The use of debit and credit cards continues to rise in Canada. Currently there are 34 million debit cards in circulation across the country. Between 2008 and 2009 the number of debit transactions in Canada rose from 3.7 billion to 3.8 billion annually and the value of debit transactions rose from $168 billion to $171 billion(1). There were approximately 69 million credit cards in circulation in Canada in 2009, compared with 68 million in 2008(2).
"With so many cards in use, a small amount of fraud can happen, however, Canadians can be proactive about preventing it. Keeping track of where their cards are at all times, protecting their Personal Identification Number (PIN) and remembering to always report their lost or stolen card are all very simple ways to help ensure they are not victims of fraud," says Morris.

LISTED ENTRIES:

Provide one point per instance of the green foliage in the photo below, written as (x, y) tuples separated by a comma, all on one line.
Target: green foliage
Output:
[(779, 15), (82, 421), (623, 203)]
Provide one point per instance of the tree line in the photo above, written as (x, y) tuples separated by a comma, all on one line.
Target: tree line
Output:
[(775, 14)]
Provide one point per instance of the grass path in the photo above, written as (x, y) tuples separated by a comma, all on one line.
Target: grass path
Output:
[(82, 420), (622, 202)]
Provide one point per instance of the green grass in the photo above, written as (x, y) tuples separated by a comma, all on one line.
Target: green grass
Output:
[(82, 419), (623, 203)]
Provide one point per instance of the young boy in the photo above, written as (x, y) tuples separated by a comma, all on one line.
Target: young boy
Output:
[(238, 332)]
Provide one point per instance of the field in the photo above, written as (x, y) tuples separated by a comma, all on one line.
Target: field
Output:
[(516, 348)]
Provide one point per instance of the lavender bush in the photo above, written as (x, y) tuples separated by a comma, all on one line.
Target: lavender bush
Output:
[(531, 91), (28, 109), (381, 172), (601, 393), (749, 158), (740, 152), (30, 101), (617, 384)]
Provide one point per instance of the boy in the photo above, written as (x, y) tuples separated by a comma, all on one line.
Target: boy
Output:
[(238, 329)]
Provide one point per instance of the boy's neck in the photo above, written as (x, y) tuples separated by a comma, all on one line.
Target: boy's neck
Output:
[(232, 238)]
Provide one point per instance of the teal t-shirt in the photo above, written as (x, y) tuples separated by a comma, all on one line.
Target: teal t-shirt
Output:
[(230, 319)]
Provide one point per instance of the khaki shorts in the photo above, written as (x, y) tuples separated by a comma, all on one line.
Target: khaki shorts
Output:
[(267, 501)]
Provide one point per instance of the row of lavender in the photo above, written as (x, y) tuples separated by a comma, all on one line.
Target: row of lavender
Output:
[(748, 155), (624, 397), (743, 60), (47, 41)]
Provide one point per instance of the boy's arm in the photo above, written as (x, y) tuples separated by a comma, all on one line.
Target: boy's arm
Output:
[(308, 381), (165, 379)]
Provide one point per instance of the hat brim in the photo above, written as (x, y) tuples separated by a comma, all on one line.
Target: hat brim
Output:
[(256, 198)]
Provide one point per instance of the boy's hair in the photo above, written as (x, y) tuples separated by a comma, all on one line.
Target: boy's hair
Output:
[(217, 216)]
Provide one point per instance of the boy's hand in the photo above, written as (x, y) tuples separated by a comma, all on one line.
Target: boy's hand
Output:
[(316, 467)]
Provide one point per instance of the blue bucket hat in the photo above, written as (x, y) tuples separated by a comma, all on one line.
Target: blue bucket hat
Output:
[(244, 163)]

WHAT THE EXERCISE ASKS:
Retype the card-use passage from "The use of debit" down to "million in 2008(2).", word for word.

RESULT OF THIS EXERCISE:
The use of debit and credit cards continues to rise in Canada. Currently there are 34 million debit cards in circulation across the country. Between 2008 and 2009 the number of debit transactions in Canada rose from 3.7 billion to 3.8 billion annually and the value of debit transactions rose from $168 billion to $171 billion(1). There were approximately 69 million credit cards in circulation in Canada in 2009, compared with 68 million in 2008(2).